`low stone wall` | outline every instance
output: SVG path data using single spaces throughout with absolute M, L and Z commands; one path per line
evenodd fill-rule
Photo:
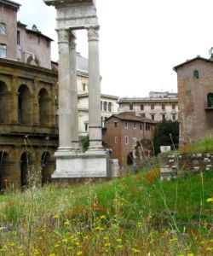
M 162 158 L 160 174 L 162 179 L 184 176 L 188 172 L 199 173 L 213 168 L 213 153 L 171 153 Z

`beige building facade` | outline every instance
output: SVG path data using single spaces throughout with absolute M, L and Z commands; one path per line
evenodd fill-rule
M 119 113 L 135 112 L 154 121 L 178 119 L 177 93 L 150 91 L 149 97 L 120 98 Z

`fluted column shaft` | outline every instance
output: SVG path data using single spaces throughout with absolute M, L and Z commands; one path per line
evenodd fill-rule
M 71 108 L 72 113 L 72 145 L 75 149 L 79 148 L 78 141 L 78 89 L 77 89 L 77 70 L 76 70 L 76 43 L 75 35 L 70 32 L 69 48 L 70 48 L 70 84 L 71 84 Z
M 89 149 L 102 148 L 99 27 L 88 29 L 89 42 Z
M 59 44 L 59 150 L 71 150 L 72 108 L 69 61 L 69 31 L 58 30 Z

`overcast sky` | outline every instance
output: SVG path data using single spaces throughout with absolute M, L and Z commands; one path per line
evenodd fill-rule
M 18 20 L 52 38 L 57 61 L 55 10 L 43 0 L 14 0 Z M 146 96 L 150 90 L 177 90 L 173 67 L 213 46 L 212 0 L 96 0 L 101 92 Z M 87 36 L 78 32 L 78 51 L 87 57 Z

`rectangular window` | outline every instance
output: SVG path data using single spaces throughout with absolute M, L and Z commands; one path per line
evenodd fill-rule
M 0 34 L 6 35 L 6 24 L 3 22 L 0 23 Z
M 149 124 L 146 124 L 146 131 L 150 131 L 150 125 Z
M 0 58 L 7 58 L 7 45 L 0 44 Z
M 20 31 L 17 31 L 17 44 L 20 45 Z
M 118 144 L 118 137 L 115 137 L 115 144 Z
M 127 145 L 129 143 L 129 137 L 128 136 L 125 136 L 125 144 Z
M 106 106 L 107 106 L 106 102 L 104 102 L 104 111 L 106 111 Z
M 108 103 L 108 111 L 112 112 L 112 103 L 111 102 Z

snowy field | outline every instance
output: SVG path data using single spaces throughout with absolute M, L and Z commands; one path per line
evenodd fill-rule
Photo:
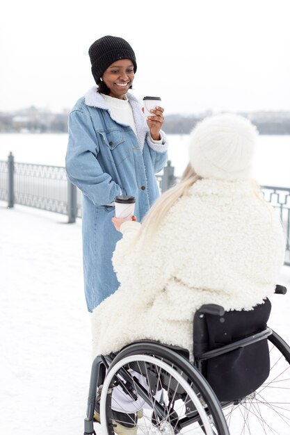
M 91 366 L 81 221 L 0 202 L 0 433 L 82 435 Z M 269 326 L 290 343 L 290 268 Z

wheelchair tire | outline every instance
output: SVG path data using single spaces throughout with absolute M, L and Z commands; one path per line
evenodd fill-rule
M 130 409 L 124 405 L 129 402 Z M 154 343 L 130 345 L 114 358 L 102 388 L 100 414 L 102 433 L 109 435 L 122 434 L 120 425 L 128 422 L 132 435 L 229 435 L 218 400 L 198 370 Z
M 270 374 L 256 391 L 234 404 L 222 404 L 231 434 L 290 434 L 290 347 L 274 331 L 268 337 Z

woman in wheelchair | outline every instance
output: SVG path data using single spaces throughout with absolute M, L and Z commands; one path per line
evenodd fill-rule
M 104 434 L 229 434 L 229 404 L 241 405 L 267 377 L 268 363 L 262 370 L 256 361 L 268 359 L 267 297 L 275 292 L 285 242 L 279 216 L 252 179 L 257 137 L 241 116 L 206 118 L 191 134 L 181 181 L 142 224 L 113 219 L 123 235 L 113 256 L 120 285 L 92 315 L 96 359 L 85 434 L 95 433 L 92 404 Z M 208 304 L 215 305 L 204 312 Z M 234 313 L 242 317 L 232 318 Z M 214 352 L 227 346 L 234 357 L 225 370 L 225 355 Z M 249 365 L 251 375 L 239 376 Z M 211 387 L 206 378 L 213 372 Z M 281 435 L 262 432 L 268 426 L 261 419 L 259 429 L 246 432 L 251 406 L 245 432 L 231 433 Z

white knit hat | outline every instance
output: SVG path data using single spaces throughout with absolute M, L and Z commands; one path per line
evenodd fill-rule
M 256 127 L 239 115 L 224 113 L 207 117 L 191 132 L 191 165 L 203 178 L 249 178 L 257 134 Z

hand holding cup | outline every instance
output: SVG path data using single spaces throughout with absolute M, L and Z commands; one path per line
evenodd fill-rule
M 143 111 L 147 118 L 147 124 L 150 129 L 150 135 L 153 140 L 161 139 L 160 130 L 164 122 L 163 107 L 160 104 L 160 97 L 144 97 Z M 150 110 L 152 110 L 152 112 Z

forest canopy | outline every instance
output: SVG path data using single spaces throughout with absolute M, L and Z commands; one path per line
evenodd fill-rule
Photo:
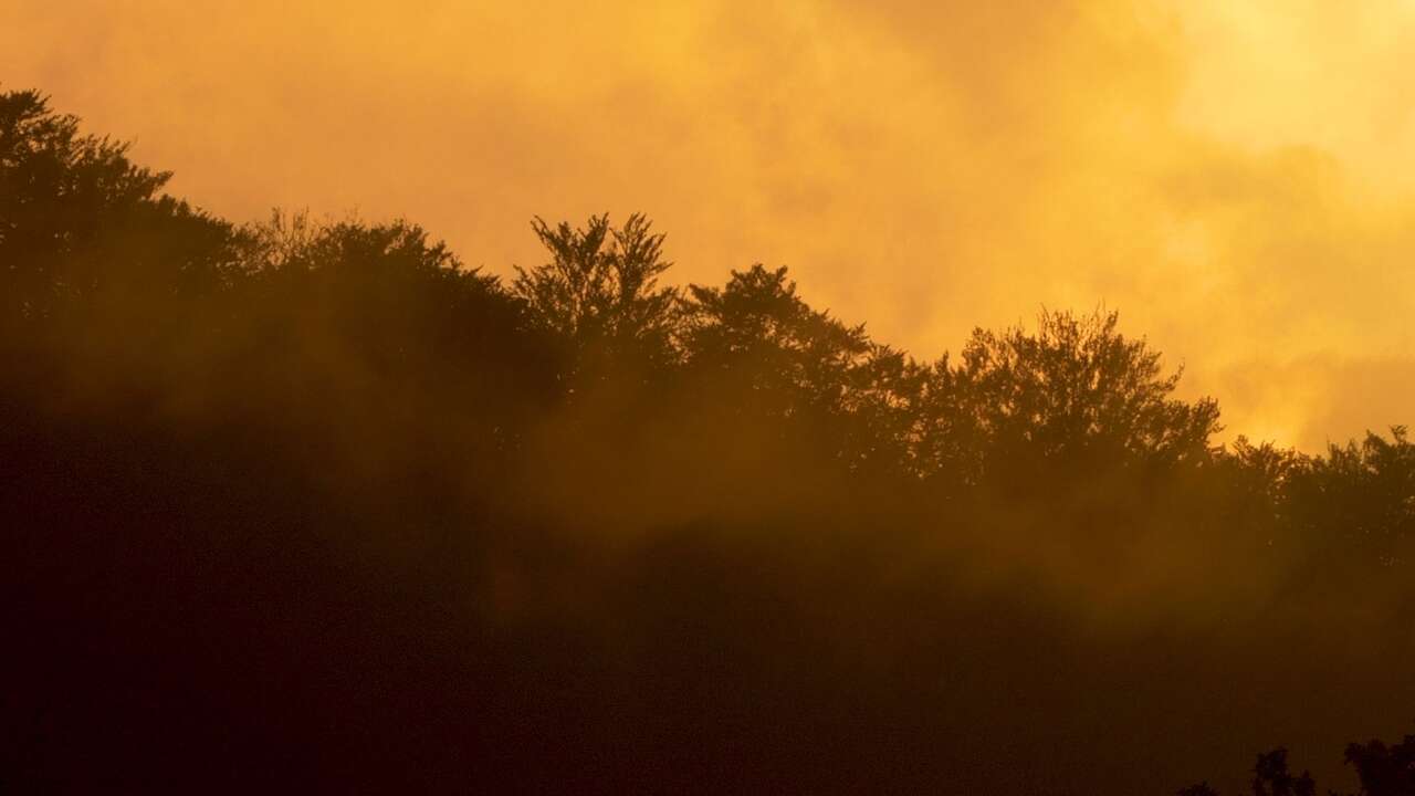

> **WHAT TO PRODUCE**:
Please reproduce all of the material above line for line, leaving out the pictures.

> **EXPECTED ANSWER**:
`low stone wall` | outline every instance
output: SVG path data using single spaces throughout with absolute M, L and Z commands; one path per line
evenodd fill-rule
Photo:
M 162 158 L 160 174 L 162 179 L 184 176 L 188 172 L 199 173 L 213 168 L 213 153 L 171 153 Z

`beige building facade` | outline every instance
output: SVG path data using single spaces throughout with absolute M, L and Z commands; one path per line
evenodd fill-rule
M 119 113 L 135 112 L 154 121 L 178 119 L 177 93 L 150 91 L 149 97 L 120 98 Z

`fluted column shaft` | outline every instance
output: SVG path data using single spaces throughout with absolute M, L and Z commands; one path per line
evenodd fill-rule
M 71 108 L 72 113 L 72 145 L 75 149 L 79 148 L 78 141 L 78 89 L 77 89 L 77 70 L 76 70 L 76 43 L 75 35 L 70 32 L 69 48 L 70 48 L 70 84 L 71 84 Z
M 89 149 L 102 148 L 99 27 L 88 29 L 89 42 Z
M 59 44 L 59 150 L 71 150 L 72 108 L 69 61 L 69 31 L 58 30 Z

`overcast sky` | outline every instance
output: SVG path data using single spaces throughout with absolute M, L and Z commands; one path per line
evenodd fill-rule
M 18 20 L 52 38 L 57 61 L 55 10 L 43 0 L 14 0 Z M 146 96 L 150 90 L 177 90 L 173 67 L 213 46 L 212 0 L 96 0 L 101 92 Z M 87 36 L 78 32 L 78 51 L 87 57 Z

`rectangular window` | outline every instance
output: SVG path data using single spaces throughout with absolute M, L and Z commands; one path per line
evenodd fill-rule
M 0 34 L 6 35 L 6 24 L 3 22 L 0 23 Z
M 149 124 L 146 124 L 146 131 L 150 131 L 150 125 Z
M 0 58 L 7 58 L 7 45 L 0 44 Z
M 20 31 L 17 31 L 17 44 L 20 45 Z
M 118 144 L 118 137 L 115 137 L 115 144 Z
M 127 145 L 129 143 L 129 137 L 128 136 L 125 136 L 125 144 Z
M 106 106 L 107 106 L 106 102 L 104 102 L 104 111 L 106 111 Z
M 108 103 L 108 111 L 112 112 L 112 103 L 111 102 Z

snowy field | outline every instance
output: SVG path data using single spaces throughout with absolute M, L and Z commands; one path per line
evenodd fill-rule
Photo:
M 91 366 L 81 221 L 0 202 L 0 433 L 82 435 Z M 269 326 L 290 343 L 290 268 Z

wheelchair tire | outline every instance
output: SVG path data using single spaces throughout with absolute M, L and Z commands; one path per line
evenodd fill-rule
M 130 409 L 124 405 L 129 402 Z M 154 343 L 130 345 L 114 358 L 102 388 L 100 414 L 102 433 L 109 435 L 122 434 L 120 425 L 128 422 L 132 435 L 229 435 L 218 400 L 198 370 Z
M 270 374 L 256 391 L 234 404 L 222 404 L 231 434 L 290 434 L 290 347 L 274 331 L 268 337 Z

woman in wheelchair | outline every instance
output: SVG path data using single spaces throughout with absolute M, L and Z commands; one path per line
evenodd fill-rule
M 104 434 L 229 434 L 229 404 L 241 405 L 267 377 L 268 363 L 262 370 L 256 361 L 268 359 L 267 297 L 275 292 L 285 242 L 279 216 L 252 179 L 257 137 L 241 116 L 206 118 L 191 134 L 181 181 L 142 224 L 113 219 L 123 235 L 113 256 L 120 285 L 92 315 L 96 359 L 85 434 L 95 433 L 92 404 Z M 208 304 L 215 305 L 204 312 Z M 234 313 L 242 317 L 232 318 Z M 214 352 L 227 346 L 234 357 L 225 370 L 225 355 Z M 249 365 L 251 375 L 239 376 Z M 211 387 L 206 378 L 213 372 Z M 281 435 L 262 432 L 268 426 L 261 419 L 259 429 L 246 432 L 251 406 L 245 432 L 231 433 Z

white knit hat | outline every instance
output: SVG path data using single spaces throughout with absolute M, L and Z commands; one path per line
evenodd fill-rule
M 256 127 L 239 115 L 224 113 L 207 117 L 191 132 L 191 165 L 203 178 L 249 178 L 257 134 Z

hand holding cup | outline every instance
output: SVG path data using single spaces throughout with absolute M, L and Z commands; one path per line
evenodd fill-rule
M 143 111 L 147 118 L 147 124 L 150 129 L 150 135 L 153 140 L 161 139 L 160 130 L 164 122 L 163 107 L 160 104 L 160 97 L 144 97 Z M 150 110 L 152 110 L 152 112 Z

forest canopy | outline every instance
output: SVG path data using single spaces throughout with absolute M, L and Z commands; one path per line
evenodd fill-rule
Photo:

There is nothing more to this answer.